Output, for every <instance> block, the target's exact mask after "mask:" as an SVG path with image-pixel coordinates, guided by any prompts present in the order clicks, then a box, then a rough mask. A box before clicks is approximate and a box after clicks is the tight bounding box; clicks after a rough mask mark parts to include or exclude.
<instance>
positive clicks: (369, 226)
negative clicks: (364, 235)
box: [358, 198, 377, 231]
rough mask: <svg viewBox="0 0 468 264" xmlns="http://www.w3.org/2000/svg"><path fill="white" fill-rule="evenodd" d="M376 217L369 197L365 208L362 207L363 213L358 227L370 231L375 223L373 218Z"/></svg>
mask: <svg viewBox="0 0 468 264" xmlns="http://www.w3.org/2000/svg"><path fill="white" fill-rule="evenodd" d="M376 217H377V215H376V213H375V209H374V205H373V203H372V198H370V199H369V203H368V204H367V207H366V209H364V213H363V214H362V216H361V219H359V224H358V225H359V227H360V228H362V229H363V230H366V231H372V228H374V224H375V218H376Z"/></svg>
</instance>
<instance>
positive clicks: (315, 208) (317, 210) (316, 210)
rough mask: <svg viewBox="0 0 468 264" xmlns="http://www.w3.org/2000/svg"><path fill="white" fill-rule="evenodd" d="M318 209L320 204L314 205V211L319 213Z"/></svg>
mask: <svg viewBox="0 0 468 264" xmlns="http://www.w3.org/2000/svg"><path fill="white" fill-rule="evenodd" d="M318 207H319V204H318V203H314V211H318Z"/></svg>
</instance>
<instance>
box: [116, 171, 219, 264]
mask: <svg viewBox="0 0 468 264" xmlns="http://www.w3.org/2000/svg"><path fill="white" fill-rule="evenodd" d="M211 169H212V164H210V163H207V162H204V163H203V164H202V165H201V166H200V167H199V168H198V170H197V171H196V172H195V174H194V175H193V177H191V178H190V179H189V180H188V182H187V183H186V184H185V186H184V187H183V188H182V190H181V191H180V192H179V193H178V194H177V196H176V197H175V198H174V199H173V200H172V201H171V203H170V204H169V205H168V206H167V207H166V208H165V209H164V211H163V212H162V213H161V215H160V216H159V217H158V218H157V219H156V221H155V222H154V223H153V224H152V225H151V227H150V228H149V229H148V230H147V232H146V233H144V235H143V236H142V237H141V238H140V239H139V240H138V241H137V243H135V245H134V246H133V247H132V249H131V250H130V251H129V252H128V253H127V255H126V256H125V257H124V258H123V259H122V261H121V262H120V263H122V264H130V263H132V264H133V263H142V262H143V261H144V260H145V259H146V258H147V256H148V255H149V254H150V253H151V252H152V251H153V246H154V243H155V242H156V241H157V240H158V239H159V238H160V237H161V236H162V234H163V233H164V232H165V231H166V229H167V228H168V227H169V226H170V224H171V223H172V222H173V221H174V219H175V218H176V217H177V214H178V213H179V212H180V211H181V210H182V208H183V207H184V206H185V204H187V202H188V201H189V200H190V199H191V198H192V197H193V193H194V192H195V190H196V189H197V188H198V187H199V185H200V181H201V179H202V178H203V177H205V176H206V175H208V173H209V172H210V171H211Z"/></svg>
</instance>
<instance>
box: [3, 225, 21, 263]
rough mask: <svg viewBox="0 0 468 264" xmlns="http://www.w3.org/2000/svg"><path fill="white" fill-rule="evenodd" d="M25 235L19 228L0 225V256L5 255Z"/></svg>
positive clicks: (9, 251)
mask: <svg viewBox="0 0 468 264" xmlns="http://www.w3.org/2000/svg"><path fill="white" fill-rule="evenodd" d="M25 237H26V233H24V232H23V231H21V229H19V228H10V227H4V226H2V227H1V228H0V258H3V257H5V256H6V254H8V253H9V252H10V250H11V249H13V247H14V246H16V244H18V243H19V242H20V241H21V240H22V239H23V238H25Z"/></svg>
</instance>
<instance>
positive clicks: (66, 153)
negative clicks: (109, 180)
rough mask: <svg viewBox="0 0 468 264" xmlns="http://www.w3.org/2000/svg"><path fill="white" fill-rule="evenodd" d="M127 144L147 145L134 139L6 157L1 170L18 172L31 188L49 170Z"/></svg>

Requirement:
In how many lines of the material does the word "negative" appear? Give only the number.

Result of the task:
2